### INPUT
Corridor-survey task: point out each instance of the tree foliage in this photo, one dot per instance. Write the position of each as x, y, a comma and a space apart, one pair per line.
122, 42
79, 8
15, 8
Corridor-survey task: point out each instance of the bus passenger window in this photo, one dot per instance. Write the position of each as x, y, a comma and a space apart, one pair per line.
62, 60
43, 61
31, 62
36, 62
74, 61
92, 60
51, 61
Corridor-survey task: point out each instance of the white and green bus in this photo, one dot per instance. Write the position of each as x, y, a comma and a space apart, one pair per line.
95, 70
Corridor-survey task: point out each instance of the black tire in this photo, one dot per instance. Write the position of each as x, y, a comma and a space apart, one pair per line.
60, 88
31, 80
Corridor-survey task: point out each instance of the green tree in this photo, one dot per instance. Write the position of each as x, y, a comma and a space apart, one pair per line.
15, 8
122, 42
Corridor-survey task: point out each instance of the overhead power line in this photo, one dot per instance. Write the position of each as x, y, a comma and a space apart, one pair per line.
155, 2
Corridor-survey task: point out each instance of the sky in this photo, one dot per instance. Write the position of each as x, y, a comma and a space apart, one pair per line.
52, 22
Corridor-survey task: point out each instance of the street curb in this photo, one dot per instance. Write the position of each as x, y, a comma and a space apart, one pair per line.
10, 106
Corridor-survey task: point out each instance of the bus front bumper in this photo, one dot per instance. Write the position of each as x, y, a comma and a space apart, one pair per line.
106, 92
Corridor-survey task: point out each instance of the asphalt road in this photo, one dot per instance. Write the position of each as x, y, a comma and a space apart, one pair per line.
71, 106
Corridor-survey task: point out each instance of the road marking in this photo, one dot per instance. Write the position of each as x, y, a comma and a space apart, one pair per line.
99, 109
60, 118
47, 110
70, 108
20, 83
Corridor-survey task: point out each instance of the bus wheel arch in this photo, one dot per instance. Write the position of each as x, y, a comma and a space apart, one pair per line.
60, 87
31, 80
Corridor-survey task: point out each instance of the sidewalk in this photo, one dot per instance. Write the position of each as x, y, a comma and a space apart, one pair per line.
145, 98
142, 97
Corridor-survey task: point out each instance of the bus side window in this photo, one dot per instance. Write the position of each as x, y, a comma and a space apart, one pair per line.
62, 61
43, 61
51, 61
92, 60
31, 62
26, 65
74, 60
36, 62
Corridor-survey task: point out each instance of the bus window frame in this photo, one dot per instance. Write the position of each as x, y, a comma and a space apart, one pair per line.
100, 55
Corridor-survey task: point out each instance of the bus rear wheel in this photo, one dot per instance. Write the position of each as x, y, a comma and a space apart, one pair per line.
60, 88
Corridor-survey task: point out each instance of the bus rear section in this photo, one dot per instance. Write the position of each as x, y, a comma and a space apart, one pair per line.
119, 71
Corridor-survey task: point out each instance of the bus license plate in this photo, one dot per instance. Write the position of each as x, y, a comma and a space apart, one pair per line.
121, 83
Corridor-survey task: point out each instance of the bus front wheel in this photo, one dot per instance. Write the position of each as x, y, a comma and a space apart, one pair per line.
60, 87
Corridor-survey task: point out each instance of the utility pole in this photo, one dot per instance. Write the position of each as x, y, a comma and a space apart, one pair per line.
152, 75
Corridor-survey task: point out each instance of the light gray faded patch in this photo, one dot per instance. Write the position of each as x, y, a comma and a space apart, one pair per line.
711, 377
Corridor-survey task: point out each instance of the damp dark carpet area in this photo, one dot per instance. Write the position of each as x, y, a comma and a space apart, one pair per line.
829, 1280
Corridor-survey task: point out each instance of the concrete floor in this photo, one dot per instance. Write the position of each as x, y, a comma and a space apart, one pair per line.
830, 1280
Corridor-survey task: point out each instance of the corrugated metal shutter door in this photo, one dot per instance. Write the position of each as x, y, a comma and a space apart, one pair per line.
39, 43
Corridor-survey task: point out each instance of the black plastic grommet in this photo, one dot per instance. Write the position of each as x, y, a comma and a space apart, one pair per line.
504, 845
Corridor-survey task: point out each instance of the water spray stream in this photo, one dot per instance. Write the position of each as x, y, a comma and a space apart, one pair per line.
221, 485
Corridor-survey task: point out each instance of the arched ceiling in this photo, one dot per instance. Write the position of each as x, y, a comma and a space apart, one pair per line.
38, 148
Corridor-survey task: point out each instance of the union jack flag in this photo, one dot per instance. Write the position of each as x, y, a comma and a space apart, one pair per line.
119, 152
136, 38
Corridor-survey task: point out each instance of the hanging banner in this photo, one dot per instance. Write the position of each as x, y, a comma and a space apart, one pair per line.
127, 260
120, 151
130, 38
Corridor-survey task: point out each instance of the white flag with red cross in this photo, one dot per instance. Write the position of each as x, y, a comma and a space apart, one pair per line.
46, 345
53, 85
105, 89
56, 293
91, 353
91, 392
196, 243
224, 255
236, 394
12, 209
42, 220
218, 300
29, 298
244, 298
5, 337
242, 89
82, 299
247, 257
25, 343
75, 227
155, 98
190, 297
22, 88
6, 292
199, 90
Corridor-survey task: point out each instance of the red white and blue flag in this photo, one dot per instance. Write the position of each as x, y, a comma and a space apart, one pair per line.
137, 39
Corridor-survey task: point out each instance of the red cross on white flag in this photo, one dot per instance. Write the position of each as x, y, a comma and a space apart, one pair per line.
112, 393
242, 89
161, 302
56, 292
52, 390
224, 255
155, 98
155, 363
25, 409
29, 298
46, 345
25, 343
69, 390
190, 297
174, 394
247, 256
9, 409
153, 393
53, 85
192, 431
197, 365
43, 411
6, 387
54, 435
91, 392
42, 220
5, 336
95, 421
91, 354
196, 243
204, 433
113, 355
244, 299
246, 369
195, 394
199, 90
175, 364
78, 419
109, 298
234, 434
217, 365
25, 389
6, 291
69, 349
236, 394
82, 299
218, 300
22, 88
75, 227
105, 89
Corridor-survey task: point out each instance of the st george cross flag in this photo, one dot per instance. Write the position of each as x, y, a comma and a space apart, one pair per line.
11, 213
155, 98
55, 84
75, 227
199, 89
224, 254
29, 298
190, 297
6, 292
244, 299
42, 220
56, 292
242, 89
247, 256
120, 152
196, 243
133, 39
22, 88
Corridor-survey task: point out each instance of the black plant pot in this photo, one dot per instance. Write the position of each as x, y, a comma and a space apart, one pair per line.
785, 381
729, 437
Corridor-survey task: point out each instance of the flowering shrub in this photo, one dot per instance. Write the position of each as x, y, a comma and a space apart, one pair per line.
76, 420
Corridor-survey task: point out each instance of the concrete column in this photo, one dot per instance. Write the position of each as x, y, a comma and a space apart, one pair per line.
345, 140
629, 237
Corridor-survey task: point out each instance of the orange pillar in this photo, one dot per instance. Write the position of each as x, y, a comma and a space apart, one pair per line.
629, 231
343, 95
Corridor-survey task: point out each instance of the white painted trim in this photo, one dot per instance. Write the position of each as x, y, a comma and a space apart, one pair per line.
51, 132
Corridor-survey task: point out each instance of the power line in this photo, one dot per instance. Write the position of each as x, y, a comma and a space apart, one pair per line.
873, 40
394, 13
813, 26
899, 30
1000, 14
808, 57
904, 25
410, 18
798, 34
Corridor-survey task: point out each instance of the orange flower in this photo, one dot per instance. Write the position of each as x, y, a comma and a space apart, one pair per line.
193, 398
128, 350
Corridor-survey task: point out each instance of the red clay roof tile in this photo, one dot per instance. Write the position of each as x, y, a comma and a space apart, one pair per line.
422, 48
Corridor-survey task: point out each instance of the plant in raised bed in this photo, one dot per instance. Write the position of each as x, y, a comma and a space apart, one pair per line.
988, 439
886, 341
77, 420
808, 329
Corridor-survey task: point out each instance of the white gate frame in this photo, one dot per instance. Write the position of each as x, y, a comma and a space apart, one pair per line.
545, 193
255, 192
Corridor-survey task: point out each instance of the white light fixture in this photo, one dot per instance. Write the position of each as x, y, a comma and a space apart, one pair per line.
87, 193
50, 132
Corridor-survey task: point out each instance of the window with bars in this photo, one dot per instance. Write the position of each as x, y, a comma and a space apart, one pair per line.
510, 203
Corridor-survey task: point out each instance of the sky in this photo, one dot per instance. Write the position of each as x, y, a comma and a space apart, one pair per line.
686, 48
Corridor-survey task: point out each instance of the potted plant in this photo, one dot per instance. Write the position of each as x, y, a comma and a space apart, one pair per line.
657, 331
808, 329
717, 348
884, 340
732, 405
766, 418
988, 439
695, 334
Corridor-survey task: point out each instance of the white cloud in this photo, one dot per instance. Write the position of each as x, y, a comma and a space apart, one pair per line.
######
**WRITTEN PROBLEM:**
Could you give again exactly the lines from the line containing "Corridor-survey task: point out each instance of the potted" through the final line of the data above, and no others?

**FINISHED TASK:**
Corridor-survey task: point out each instance of the potted plant in this photo, one dot per instance. Write the position of each as x, y, a comma and a space apart, one pair per line.
657, 331
808, 329
717, 348
884, 340
732, 405
766, 418
988, 439
695, 334
Corridor-survey task: point out each instance of the white cloud in this photo, one dot per instance. Write the position of each as x, y, a comma and a space apart, one pair per line.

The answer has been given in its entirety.